### WRITTEN PROBLEM 1
Restate word for word the lines of the records, from the line with "the bridge support" up to and including the line with "[(192, 127)]".

### PASSAGE TO READ
50. The prospect of dividend payments thus only creates an incentive, with regard to the funds managed by the management company, to seek particularly high – and thus possibly particularly risky – profits if such profits are the main factor determining the extent of the dividend distributions.
51. Consequently, it is necessary, first of all, to examine whether the distribution of dividends by the management company is dependent on the performance of the managed funds in such a way that this results in similar behavioural incentives as those created by variable or performance-based remuneration (see point 1).
52. In this case, only the relationship between the management company and the funds concerned is relevant for establishing whether there has been a circumvention of the remuneration rules. In that regard, it is necessary, secondly, to examine whether that relationship is structured in a manner consistent with the principles on sound remuneration policies (see point 2).
1. The existence of a relevant behavioural incentive
53. In the present case, the Hungarian Government submitted, during the proceedings before the Court, that the management company’s income – which ultimately determines its ability to pay dividends to the employees concerned – consists of fixed management fees and a kind of performance fee. That performance fee is equal to a predetermined percentage of that part of the return of the investment fund concerned which exceeds the return sought or fixed under the fund rules or relevant instruments of incorporation. That description was not contradicted by the applicant in the main proceedings at the hearing.
54. That configuration – assuming that it accurately describes the functioning of the applicant management company, which is for the referring court to determine – resembles a carried-interest model. (16) The only difference seems to be that the pre-determined share in the return is not paid directly by the managed funds to the employees concerned – in which case the payments would unquestionably be covered by the remuneration provisions. (17) Rather, that share in the return is first allocated to the management company and distributed, only in a second step, to the employees concerned via the dividends.
55. As a result, however, that configuration – just like a carried-interest model – seems capable of providing an incentive comparable to performance-based remuneration. This is because, once the performance fee has become part of the assets of the management company, part of it is, in any event, distributed to the shareholders – that is, the employees concerned – in the form of dividends. From an economic point of view, the management company acts, in that regard, merely as a paying agent. The same applies to any other interposed corporate entity. Consequently, it has no bearing on the existence of a relevant behavioural incentive whether the dividend resulting from the increased return is paid to the employees concerned directly or indirectly through interposed single-member companies. (18)
56. Contrary to the submissions of the applicant in the main proceedings, the link between the performance of the managed investment funds and the dividend distributions is not too indirect in either case. That is the case irrespective of whether the employees concerned or the corporate entities allocated in full to their assets hold preference shares with preferential rights to dividends or voting shares in the management company, which could not be definitively clarified at the hearing. This is because, in the former case, they are entitled to a dividend guarantee, and in the latter case, the employees concerned can in any case decide on the distribution of dividends since they together appear to hold more than 50% of the share capital. (19)
57. However, it is an oversimplification to see this, per se, as a circumvention of the remuneration rules. This is because, according to the legislature, a financial self-interest in the performance of the managed funds does not necessarily create an inappropriate behavioural incentive for the fund manager employees concerned.
58. In that regard, Article 14b(1)(m) of Directive 2009/65 and point 1(m) of Annex II to Directive 2011/61 expressly provide that at least 50% of any variable remuneration should consist of units or shares of the AIF or UCITS concerned or other instruments with equally effective incentives. The idea behind this is that a financial self-interest in the performance of the fund, created by a personal entitlement to an economic share in the return, is in principle a desirable incentive. That is, however, the case only if the interests of the employees concerned are, in that regard, comparable to those of the investors in the funds. (20)

### WRITTEN PROBLEM 2
Quote the passage on remuneration rules from "55. As a result, however, that" up to and including "single-member companies. (18)".

### DATASET

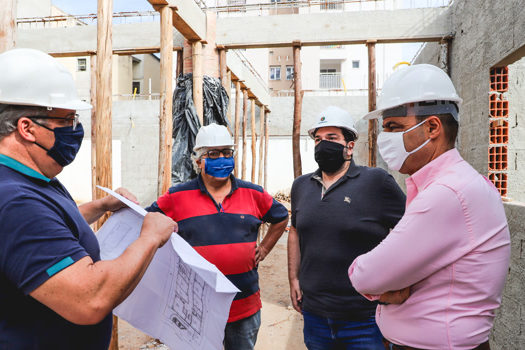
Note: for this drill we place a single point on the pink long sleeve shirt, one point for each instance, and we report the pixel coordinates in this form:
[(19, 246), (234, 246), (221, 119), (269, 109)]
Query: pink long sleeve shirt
[(452, 247)]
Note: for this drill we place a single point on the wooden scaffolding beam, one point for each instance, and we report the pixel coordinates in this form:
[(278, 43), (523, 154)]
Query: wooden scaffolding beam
[(298, 103), (244, 120), (266, 137), (7, 25), (103, 119), (166, 100), (372, 124), (238, 105), (261, 143), (254, 139), (196, 48)]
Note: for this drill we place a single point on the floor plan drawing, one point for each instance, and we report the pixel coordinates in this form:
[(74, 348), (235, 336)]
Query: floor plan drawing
[(187, 295)]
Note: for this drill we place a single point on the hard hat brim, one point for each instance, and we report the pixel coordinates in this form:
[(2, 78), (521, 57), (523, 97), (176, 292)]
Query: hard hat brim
[(312, 130), (74, 105), (378, 113)]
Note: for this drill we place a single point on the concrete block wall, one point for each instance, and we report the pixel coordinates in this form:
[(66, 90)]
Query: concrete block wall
[(136, 125), (509, 326), (486, 33), (516, 150)]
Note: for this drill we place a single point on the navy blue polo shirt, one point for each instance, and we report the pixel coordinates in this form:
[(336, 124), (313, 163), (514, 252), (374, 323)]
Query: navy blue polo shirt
[(41, 233), (334, 227)]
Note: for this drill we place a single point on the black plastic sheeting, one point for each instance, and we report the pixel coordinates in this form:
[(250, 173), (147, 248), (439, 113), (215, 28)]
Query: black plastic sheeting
[(186, 123)]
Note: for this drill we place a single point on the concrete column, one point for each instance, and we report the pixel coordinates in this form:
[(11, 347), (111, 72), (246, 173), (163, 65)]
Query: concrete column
[(7, 25)]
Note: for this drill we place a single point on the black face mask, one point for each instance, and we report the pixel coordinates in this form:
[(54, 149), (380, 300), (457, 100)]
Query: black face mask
[(329, 156)]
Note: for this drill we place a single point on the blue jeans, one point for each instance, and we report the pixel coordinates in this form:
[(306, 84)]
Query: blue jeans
[(321, 333), (242, 334)]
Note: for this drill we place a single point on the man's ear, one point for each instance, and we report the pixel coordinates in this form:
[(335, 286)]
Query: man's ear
[(434, 127), (26, 128)]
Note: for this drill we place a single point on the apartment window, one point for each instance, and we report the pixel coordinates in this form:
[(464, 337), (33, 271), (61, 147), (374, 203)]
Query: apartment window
[(136, 87), (275, 73), (289, 72), (236, 5), (331, 5), (81, 64)]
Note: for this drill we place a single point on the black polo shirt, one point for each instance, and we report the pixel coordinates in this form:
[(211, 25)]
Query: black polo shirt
[(334, 227)]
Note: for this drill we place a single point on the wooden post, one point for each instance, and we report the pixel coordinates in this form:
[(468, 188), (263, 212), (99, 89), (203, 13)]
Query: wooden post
[(244, 120), (166, 101), (93, 97), (372, 124), (254, 139), (266, 137), (298, 103), (197, 79), (7, 25), (237, 124), (180, 63), (261, 143), (222, 66), (103, 118), (230, 103)]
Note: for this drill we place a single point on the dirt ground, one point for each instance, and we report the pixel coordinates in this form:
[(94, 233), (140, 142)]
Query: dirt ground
[(281, 327)]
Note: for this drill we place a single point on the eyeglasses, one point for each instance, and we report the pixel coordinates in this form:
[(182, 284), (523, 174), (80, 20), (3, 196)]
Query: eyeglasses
[(216, 153), (74, 120)]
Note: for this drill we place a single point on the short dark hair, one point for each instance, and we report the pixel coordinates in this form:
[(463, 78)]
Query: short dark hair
[(450, 126), (347, 134)]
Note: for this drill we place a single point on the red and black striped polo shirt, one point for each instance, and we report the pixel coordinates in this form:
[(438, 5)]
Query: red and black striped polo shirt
[(225, 233)]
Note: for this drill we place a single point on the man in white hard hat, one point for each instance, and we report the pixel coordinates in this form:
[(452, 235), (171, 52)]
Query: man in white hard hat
[(338, 212), (443, 267), (55, 293), (220, 215)]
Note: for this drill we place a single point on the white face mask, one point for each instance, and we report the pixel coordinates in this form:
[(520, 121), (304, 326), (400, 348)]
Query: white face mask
[(392, 147)]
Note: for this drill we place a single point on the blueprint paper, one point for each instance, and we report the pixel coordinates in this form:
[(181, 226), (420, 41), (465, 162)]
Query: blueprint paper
[(182, 299)]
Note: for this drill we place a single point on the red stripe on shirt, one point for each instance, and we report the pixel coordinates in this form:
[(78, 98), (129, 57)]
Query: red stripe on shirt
[(231, 258), (186, 204), (246, 307), (248, 201)]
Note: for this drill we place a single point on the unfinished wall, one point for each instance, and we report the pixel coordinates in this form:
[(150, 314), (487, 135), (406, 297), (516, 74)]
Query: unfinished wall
[(516, 151), (486, 34)]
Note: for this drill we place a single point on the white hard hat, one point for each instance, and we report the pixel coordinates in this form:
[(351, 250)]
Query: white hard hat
[(213, 135), (417, 83), (334, 116), (33, 78)]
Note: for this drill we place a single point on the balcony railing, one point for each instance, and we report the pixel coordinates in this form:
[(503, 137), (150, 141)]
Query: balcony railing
[(329, 80)]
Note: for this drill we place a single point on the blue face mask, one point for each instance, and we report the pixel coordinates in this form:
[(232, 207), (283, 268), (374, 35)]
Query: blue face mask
[(67, 143), (219, 167)]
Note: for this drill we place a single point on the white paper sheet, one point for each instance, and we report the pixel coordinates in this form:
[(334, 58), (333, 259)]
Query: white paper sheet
[(182, 299)]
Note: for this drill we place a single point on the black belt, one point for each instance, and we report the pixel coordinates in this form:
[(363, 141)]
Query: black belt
[(389, 345)]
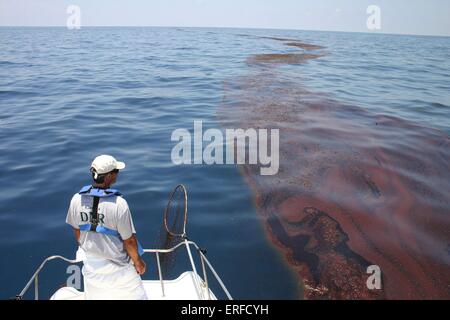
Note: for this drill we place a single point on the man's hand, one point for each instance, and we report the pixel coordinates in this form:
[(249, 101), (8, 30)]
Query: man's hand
[(140, 266), (131, 247)]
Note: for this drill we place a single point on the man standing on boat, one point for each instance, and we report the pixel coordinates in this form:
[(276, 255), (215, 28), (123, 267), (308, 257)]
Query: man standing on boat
[(105, 233)]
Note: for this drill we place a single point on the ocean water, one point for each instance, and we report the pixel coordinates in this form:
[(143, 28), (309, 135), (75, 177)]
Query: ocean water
[(69, 95)]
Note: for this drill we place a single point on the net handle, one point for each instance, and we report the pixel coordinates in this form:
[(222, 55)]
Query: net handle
[(183, 188)]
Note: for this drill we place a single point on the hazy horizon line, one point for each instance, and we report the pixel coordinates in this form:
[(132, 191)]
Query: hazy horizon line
[(227, 27)]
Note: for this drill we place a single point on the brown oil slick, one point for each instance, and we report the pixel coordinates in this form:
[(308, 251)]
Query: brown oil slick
[(282, 58), (354, 189)]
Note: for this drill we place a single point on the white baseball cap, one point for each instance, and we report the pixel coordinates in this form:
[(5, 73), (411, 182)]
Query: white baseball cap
[(105, 163)]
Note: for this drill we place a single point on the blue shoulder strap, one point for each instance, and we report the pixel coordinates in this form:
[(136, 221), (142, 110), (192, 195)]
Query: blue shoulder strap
[(97, 193), (110, 232)]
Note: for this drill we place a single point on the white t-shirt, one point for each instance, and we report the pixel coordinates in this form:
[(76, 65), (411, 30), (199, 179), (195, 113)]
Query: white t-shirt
[(113, 213)]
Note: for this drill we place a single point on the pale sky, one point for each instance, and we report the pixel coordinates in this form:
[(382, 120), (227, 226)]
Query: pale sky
[(428, 17)]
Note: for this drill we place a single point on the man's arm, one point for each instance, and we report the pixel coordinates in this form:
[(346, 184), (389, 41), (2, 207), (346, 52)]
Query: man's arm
[(131, 247)]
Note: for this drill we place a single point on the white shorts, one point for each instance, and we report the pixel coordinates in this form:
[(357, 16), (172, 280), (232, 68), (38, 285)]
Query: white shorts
[(105, 280)]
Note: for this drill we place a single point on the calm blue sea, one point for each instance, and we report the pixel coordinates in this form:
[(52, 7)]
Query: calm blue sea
[(69, 95)]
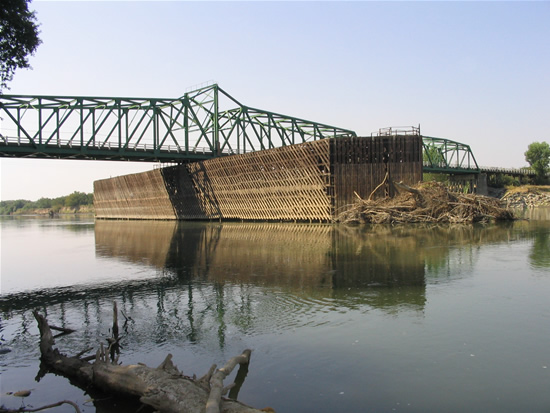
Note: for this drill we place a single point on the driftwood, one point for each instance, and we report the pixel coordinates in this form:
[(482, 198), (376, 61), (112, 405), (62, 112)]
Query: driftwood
[(164, 388), (39, 409), (427, 202)]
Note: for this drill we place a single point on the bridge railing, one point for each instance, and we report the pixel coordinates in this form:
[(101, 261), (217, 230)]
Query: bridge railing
[(508, 171)]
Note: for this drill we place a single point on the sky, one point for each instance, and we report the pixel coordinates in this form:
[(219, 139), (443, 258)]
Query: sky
[(474, 72)]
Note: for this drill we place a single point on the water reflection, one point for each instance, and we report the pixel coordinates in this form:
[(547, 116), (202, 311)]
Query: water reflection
[(209, 279), (224, 285)]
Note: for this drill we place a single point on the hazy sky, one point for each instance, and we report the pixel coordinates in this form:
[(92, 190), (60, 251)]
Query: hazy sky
[(475, 72)]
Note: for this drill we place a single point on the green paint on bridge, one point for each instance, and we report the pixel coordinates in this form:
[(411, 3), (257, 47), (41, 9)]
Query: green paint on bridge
[(202, 124)]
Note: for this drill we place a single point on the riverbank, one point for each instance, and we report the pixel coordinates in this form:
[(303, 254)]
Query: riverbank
[(527, 196), (83, 210)]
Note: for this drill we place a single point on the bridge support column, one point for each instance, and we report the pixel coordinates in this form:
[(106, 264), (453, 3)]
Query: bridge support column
[(482, 187)]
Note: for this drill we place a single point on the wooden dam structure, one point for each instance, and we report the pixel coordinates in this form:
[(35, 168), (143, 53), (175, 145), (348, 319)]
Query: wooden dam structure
[(311, 181)]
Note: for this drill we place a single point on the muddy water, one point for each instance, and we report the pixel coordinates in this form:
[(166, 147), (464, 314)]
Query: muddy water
[(409, 318)]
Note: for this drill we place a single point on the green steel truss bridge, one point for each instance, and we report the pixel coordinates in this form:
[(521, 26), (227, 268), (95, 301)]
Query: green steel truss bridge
[(202, 124), (188, 128)]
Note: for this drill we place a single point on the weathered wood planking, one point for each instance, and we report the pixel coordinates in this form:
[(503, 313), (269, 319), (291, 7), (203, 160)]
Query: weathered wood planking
[(312, 181)]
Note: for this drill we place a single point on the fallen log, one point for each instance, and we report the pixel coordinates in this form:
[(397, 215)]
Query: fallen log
[(164, 388)]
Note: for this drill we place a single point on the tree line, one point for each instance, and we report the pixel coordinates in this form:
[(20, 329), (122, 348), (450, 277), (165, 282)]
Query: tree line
[(74, 200)]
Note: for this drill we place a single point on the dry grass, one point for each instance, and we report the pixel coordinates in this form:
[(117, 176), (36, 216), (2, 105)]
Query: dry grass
[(427, 202)]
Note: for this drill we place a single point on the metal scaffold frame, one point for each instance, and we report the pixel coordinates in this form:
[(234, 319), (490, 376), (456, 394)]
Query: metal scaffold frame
[(192, 127)]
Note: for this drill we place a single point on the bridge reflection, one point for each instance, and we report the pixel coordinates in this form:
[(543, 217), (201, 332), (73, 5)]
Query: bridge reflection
[(208, 279)]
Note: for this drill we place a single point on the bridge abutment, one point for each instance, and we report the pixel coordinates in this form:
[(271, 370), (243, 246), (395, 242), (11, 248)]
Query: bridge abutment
[(312, 181)]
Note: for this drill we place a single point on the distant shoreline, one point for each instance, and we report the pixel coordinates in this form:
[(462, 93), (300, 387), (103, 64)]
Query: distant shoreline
[(82, 210)]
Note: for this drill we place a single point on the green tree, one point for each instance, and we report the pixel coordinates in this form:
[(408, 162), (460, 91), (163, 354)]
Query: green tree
[(538, 156), (76, 199), (18, 38)]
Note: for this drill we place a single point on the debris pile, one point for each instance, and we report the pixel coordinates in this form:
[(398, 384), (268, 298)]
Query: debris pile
[(426, 202)]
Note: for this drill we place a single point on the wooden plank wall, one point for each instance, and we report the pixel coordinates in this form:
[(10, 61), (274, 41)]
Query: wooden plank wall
[(135, 196), (282, 184), (360, 164), (313, 181)]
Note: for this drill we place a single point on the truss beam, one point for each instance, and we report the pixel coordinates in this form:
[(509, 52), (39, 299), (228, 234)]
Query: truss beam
[(194, 126)]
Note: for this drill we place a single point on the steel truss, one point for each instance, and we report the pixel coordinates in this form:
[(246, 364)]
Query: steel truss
[(192, 127), (446, 156)]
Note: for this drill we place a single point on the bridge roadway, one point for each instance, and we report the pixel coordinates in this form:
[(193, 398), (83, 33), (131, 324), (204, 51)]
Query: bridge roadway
[(197, 126)]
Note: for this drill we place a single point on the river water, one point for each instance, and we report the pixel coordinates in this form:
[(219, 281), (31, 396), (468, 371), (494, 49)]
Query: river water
[(340, 319)]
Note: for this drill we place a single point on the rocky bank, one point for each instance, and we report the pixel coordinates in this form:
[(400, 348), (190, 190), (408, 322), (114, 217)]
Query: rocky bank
[(527, 197)]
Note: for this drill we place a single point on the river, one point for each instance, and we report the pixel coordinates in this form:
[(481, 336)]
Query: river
[(340, 319)]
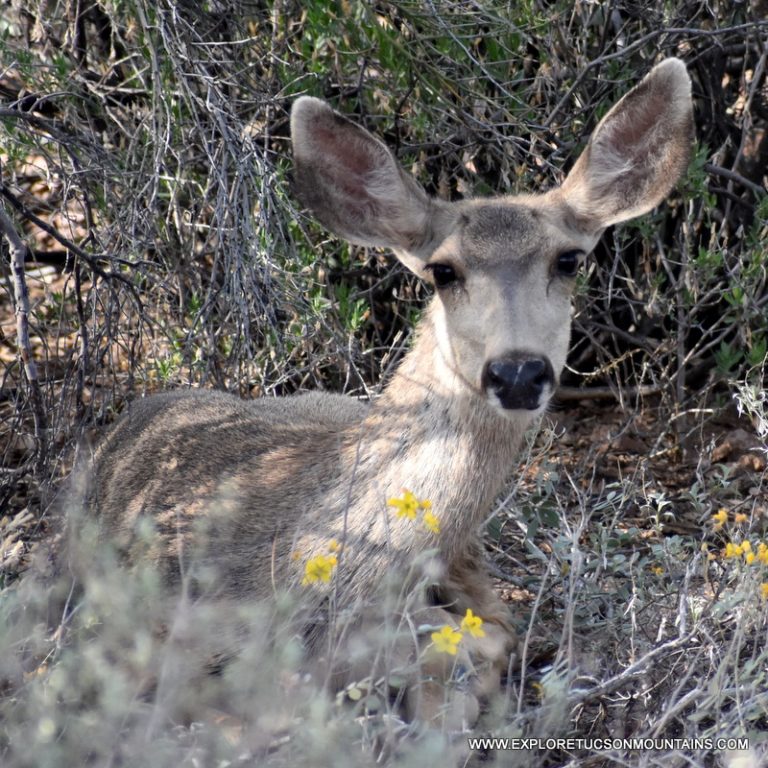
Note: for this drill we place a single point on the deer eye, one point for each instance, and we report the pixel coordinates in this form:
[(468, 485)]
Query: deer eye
[(443, 275), (568, 263)]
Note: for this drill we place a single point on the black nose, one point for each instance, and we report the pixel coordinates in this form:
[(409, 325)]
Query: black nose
[(519, 380)]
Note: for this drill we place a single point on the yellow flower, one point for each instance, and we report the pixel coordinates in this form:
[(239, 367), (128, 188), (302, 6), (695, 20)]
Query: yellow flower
[(447, 640), (319, 568), (431, 521), (472, 625), (408, 506), (732, 550)]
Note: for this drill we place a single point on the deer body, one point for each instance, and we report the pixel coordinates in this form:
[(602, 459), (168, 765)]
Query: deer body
[(276, 480)]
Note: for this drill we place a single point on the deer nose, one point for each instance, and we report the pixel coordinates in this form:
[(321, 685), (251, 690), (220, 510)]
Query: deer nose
[(519, 380)]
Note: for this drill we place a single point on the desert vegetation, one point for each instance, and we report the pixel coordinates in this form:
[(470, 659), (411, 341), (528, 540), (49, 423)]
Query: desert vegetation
[(151, 241)]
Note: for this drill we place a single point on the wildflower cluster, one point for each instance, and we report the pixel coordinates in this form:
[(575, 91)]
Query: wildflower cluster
[(447, 639), (409, 506), (743, 550)]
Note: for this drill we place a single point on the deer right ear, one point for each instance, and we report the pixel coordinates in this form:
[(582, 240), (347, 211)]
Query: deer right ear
[(352, 182), (637, 152)]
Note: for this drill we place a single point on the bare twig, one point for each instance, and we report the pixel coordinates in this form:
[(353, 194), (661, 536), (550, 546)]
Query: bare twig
[(18, 251)]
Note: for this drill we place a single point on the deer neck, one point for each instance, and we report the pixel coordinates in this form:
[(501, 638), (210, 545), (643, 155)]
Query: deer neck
[(432, 434)]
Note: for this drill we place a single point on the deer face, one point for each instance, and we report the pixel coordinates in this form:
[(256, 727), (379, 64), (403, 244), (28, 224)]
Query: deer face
[(503, 269)]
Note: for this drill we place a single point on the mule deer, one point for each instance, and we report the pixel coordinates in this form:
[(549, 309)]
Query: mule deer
[(277, 480)]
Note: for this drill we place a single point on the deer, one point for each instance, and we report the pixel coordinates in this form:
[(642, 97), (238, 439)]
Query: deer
[(256, 491)]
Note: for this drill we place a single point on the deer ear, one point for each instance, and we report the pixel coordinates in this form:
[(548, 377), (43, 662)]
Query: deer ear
[(637, 152), (352, 182)]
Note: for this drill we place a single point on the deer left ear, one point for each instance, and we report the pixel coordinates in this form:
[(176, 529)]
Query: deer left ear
[(637, 152)]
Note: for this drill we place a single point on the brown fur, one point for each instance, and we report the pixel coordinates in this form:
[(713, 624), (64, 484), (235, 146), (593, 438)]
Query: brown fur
[(276, 477)]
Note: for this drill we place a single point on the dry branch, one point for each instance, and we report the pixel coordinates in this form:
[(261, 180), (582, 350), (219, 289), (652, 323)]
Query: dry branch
[(18, 252)]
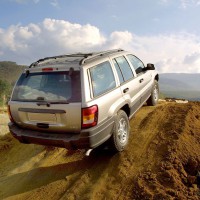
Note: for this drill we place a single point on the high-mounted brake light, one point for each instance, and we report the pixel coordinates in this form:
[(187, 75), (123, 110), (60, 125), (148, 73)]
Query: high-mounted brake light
[(89, 116), (47, 69), (9, 114)]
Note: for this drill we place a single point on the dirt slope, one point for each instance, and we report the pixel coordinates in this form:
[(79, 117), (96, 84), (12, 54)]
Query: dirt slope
[(161, 162)]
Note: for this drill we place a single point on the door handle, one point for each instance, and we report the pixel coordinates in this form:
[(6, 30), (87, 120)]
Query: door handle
[(125, 90), (141, 80)]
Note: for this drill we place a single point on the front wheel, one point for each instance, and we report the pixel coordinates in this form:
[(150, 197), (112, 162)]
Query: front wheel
[(153, 99), (120, 136)]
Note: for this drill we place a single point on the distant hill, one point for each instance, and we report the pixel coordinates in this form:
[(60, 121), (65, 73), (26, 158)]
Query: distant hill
[(10, 71), (184, 86)]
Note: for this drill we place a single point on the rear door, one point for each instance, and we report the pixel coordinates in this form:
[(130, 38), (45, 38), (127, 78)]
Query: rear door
[(143, 78), (128, 82), (49, 101)]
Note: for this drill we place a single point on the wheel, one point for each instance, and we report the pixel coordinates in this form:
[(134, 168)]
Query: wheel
[(120, 136), (153, 99)]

### WORKED ANSWER 1
Note: for this drill we place a single point on the bridge support column, one point for each instance, and we report the pixel coordinates in this form:
[(106, 264), (453, 3)]
Query: bridge support column
[(482, 187)]
Note: for this drill we place a single point on the wooden dam structure, one point for each instance, and we report the pixel coordinates in this form:
[(35, 168), (143, 53), (175, 145), (348, 319)]
Query: wooden dam structure
[(311, 181)]
Note: for this drill we place a single point on the muddy water, one point for each instance, and we report the pixel coordinates in this form:
[(166, 147), (464, 314)]
Query: muddy water
[(409, 318)]
Note: for this drill we place a single point on the green steel truss bridge, one point for each instance, and we report the pixel coordinates in this form:
[(521, 26), (227, 268), (95, 301)]
Query: green steel truss bridge
[(202, 124), (188, 128)]
Note: for this drill we place a single point on the weathered wood planking, one point for each instance, and we report the pixel coordinates in this form:
[(503, 313), (269, 319), (291, 7), (203, 160)]
Query: weathered wood planking
[(312, 181)]
Note: for this drill we place a single point on the fallen log, one point for each instance, and we report the pixel coordinates in this form:
[(397, 215)]
Query: fallen log
[(164, 388)]
Note: for this drill we place a single point on the tree line, one point for each instance, and we report the pixel coordinates in this form:
[(20, 329), (122, 348), (450, 277), (165, 282)]
Query: tree line
[(74, 200)]
Note: for this drill we place a single point on the dry grass, one point for each instance, and we report the pixel coordinates in this form:
[(117, 176), (36, 216), (2, 105)]
Query: dry grass
[(427, 202)]
Note: for this drill we place a single point on the metal scaffold frame, one point for each instance, and we report the pixel coordinates in this form:
[(234, 319), (490, 376), (456, 394)]
Query: metal scaffold frame
[(192, 127)]

### WORKED ANSWER 2
55. As a result, however, that configuration – just like a carried-interest model – seems capable of providing an incentive comparable to performance-based remuneration. This is because, once the performance fee has become part of the assets of the management company, part of it is, in any event, distributed to the shareholders – that is, the employees concerned – in the form of dividends. From an economic point of view, the management company acts, in that regard, merely as a paying agent. The same applies to any other interposed corporate entity. Consequently, it has no bearing on the existence of a relevant behavioural incentive whether the dividend resulting from the increased return is paid to the employees concerned directly or indirectly through interposed single-member companies. (18)